Write out an exact copy of the line with "Query: cobblestone street" and of each line after it, through the end of the records below.

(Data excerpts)
- Opening Delimiter -

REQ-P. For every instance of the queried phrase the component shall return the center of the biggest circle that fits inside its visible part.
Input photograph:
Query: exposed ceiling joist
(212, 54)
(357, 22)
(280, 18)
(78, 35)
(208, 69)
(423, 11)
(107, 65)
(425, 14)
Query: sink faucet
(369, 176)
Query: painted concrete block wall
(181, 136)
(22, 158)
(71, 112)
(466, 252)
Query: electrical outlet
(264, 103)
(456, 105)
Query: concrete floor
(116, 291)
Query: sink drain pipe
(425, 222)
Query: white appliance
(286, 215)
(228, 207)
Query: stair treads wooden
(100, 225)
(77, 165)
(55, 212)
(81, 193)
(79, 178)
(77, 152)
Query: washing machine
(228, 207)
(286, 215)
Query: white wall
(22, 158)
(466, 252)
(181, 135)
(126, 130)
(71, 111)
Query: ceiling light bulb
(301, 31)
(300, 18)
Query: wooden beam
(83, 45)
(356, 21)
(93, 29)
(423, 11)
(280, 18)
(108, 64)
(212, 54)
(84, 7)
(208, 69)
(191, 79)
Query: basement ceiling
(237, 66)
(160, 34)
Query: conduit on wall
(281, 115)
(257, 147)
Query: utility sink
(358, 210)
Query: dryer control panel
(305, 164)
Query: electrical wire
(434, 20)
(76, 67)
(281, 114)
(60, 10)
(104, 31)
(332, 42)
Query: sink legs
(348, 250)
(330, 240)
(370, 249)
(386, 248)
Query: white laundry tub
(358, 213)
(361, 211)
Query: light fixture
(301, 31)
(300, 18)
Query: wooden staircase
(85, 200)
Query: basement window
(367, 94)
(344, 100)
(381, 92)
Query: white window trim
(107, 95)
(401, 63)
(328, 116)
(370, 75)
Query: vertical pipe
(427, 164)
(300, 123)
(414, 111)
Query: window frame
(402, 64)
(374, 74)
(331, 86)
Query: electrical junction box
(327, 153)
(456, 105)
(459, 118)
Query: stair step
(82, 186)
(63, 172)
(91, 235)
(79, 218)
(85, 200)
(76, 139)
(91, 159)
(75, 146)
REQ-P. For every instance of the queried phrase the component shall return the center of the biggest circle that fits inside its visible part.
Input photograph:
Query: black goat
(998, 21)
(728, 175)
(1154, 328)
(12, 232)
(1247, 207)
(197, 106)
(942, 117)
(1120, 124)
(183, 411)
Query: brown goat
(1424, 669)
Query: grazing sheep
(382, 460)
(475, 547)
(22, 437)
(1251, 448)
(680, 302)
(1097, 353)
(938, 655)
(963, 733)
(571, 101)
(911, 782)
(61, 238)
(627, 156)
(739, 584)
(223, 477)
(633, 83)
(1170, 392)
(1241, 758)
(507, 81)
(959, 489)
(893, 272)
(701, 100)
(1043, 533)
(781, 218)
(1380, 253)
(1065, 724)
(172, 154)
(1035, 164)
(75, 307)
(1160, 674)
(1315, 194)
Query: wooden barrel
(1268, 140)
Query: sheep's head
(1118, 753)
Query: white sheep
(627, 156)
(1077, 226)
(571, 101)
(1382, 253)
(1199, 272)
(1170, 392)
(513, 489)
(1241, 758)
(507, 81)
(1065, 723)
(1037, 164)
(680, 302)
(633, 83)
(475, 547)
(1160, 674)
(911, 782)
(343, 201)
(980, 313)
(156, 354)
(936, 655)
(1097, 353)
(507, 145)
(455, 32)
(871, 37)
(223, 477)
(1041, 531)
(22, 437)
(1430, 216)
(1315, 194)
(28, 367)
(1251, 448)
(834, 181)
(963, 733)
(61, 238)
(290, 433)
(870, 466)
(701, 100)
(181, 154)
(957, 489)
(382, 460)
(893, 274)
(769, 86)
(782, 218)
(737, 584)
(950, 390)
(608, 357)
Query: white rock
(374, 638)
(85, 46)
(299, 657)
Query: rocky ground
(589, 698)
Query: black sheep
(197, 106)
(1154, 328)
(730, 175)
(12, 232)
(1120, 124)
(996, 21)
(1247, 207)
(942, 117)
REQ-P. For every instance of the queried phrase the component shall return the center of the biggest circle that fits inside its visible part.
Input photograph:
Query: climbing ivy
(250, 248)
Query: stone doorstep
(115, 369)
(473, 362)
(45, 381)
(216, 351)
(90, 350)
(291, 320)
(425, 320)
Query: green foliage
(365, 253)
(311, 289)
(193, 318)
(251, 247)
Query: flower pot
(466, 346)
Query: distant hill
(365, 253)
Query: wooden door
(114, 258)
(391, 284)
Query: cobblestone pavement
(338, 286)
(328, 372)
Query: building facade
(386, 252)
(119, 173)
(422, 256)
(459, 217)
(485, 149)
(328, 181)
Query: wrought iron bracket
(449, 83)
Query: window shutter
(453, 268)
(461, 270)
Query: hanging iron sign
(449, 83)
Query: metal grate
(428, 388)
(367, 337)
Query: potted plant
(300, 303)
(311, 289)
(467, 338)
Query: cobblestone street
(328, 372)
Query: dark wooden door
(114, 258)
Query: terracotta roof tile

- Closing Delimiter -

◆ ANSWER TO THIS EXERCISE
Query: cobblestone street
(328, 372)
Query: dark wooden door
(114, 258)
Query: terracotta roof tile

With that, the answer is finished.